Consegna: Trasforma in un breve elenco puntato il paragrafo dell'estratto che comincia con «La posizione di Mauriello», mantenendo i fatti principali.

Estratto del testo:
□ □ □
In Vaticano c’è un documento che preoccupa i nostri servizi segreti, oltre agli uomini della gendarmeria di papa Francesco. Si tratta di un memoriale firmato dal funzionario della segreteria di Stato Vincenzo Mauriello e da poco depositato agli atti dell’inchiesta sulla compravendita del palazzo di Londra, l’indagine che ha travolto il cardinale Angelo Becciu e alcuni finanzieri italiani accusati di frode e truffa.

La posizione di Mauriello è stata archiviata a ottobre, dopo un resoconto difensivo. Ora la sua testimonianza è diventata pubblica, e apre uno squarcio sui rapporti che il Vaticano ha intessuto con alcuni agenti dell’Aisi, la nostra agenzia di sicurezza interna guidata dal 2015 dal generale Mario Parente.

Nel memoriale il funzionario chiarisce che lui, con l’acquisto di Sloane Avenue, non c’entra: «Le mie mansioni principali sono nel cerimoniale» spiega al promotore Alessandro Diddi a gennaio 2020, «e nei rapporti con la gendarmeria e altre forze dell’ordine italiane: non mi sono mai occupato di gestione di carattere finanziario».

Poi, in merito al alcune contestazioni fattegli da Diddi e dai gendarmi che indagavano sulla presunta truffa milionaria, spiega la natura di alcuni incontri che lui ed alti prelati - come il potente sostituto Edgar Peña Parra, fedelissimo del papa - hanno avuto con tre pezzi da novanta dell’Aisi: Andrea Tineri, la cui vicenda è stata già pubblicato da Panorama e AdnKronos, poi – rivela Domani – con il caporeparto Giuseppe Del Deo e lo stesso Parente.

I rapporti di Mauriello avevano allarmato gli investigatori vaticani durante l’indagine: attraverso l’analisi delle registrazioni delle telecamere di sicurezza i gendarmi avevano capito che gli agenti Tineri e Del Deo erano entrati in territorio vaticano a loro insaputa, ed erano andati a far visita a Peña Parra proprio attraverso la mediazione di Mauriello.

L’amico della spia

Il funzionario vaticano dà la sua versione dei fatti. «Tineri è un funzionario della presidenza del consiglio distaccato all’Aisi che conoscevo da due anni. Nel maggio del 2019 Peña Parra mi fa presente che sospettava che nei suoi uffici fossero applicati dei sistemi di controllo esterni, in quanto colloqui riservati erano risaputi all’esterno dopo breve tempo. E quindi mi chiese se conoscevo qualcuno che potesse effettuare una bonifica dei suoi ambienti».
□ □ □
Dati forniti:

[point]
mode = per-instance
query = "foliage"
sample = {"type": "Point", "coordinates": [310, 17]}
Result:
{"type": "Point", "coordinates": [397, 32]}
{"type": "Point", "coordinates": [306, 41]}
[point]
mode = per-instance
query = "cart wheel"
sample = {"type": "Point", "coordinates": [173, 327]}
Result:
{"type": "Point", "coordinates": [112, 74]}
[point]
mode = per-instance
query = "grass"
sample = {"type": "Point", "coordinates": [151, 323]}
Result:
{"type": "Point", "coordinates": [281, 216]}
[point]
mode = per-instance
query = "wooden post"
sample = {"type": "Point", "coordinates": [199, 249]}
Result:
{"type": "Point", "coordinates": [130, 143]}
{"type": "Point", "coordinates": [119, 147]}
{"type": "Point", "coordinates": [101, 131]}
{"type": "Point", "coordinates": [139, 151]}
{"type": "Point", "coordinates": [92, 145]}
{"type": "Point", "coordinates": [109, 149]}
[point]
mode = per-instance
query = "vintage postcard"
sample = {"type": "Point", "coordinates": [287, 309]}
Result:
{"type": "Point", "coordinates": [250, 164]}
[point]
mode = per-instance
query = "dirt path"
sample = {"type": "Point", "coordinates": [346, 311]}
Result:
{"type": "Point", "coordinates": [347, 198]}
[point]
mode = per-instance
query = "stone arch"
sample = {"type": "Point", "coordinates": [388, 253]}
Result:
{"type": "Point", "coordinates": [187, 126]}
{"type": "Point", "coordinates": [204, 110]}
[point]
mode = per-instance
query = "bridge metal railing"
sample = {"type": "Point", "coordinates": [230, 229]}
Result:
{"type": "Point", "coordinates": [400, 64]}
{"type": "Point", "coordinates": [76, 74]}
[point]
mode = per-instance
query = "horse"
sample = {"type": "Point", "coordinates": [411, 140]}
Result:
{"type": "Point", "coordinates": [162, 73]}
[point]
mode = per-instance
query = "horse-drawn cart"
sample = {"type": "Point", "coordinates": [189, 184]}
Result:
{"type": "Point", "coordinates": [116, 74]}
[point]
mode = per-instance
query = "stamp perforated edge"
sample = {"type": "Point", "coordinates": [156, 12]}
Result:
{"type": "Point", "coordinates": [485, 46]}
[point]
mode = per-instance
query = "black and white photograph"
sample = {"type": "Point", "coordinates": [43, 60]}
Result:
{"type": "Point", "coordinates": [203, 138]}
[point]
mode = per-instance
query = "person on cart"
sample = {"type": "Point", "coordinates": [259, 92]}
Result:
□ □ □
Risposta:
- La posizione di Mauriello è stata archiviata a ottobre, dopo un resoconto difensivo.
- Ora la sua testimonianza è diventata pubblica.
- La testimonianza mostra i rapporti del Vaticano con alcuni agenti dell'Aisi, l'agenzia di sicurezza interna italiana.
- Dal 2015 l'Aisi è guidata dal generale Mario Parente.